Bloco de texto:
####################

Por: Yakekere Katiuscia de Yemanjá


Foto: Reprodução

27/05/2024 | 16:53


Recentemente, estive imersa em discussões muito acentuadas sobre as múltiplas figuras da mulher na sociedade, desde as interrogações sobre o modelo branco, cristianizado e (aquele modelo só de mulher e homem: Adão e Eva) até minha participação em duas atividades parlamentares nas câmaras municipal e estadual.



Tanto na Infâncias de Axé, da vereadora Thaís Ferreira, quanto na audiência pública chamada pela deputada estadual Renata Souza: mulheres e crise climática, vi, ouvi e presenciei a imensidão de mulheres no fronte de luta, na cobrança de políticas públicas, nas várias esferas de ações emergenciais de socorro a populações vulnerabilizadas. Mulheres na linha de frente pela vida.


Como meu cotidiano atual é totalmente significado pela negritude, e minha vivência é totalmente dentro das sabedorias de terreiro, logicamente meu olhar e minhas condutas são formados pela perspectiva do conhecimento dessas comunidades e, por aqui, a mulher sempre foi a responsável pela organização social, pela educação e pela administração do saber.


Papel muito diferente de designar às figuras femininas o papel doméstico de cuidado, presas em seus domicílios cumprindo uma conduta passiva mediante as situações da vida em sociedade. Lembrando que cuidar é uma tarefa de quem vive e é feita em coletivo; logo, é preciso toda uma comunidade para cuidar! Não apenas arremessar o peso das tarefas nas costas de uma pessoa.


A minha tradição negra e de axé me ensinou que mulheres, como Oyá mesmo nos mostra, saem para guerrear e não se prendem a uma única situação. Basta lembrarmos que o início da resistência preta feminina neste chão Brasil escravagista foi feita por meio de grandes tabuleiros de quitutes deliciosos, feitiços de cura e independência em forma de alimento, tendo a comida de Oyá - akara un jé - como a principal forma de ganho e liberdade de muitas mulheres, estratégia que persiste até hoje.

####################

Instruções:
Transcreva o trecho do texto acima sobre o papel das mulheres, de "Como meu cotidiano" até "de uma pessoa.".

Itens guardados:
####################

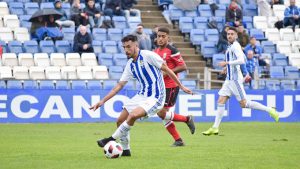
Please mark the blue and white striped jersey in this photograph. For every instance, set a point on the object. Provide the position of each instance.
(235, 57)
(146, 70)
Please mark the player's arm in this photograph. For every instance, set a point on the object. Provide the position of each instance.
(111, 94)
(172, 75)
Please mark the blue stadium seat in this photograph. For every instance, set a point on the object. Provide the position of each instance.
(279, 59)
(68, 33)
(99, 34)
(186, 24)
(273, 84)
(62, 85)
(208, 49)
(97, 45)
(47, 5)
(115, 34)
(216, 59)
(276, 72)
(258, 34)
(212, 35)
(16, 8)
(120, 59)
(204, 10)
(47, 46)
(175, 13)
(31, 46)
(31, 7)
(46, 84)
(110, 47)
(197, 36)
(105, 59)
(268, 47)
(63, 46)
(14, 84)
(120, 22)
(15, 47)
(191, 84)
(291, 72)
(94, 85)
(109, 84)
(30, 84)
(78, 84)
(287, 84)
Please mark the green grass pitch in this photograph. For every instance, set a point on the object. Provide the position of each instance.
(70, 146)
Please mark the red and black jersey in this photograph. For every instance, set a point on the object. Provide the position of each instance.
(173, 59)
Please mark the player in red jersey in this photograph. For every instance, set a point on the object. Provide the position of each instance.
(175, 62)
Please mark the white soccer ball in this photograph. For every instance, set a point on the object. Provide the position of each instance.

####################

Resposta à tarefa:
Como meu cotidiano atual é totalmente significado pela negritude, e minha vivência é totalmente dentro das sabedorias de terreiro, logicamente meu olhar e minhas condutas são formados pela perspectiva do conhecimento dessas comunidades e, por aqui, a mulher sempre foi a responsável pela organização social, pela educação e pela administração do saber.


Papel muito diferente de designar às figuras femininas o papel doméstico de cuidado, presas em seus domicílios cumprindo uma conduta passiva mediante as situações da vida em sociedade. Lembrando que cuidar é uma tarefa de quem vive e é feita em coletivo; logo, é preciso toda uma comunidade para cuidar! Não apenas arremessar o peso das tarefas nas costas de uma pessoa.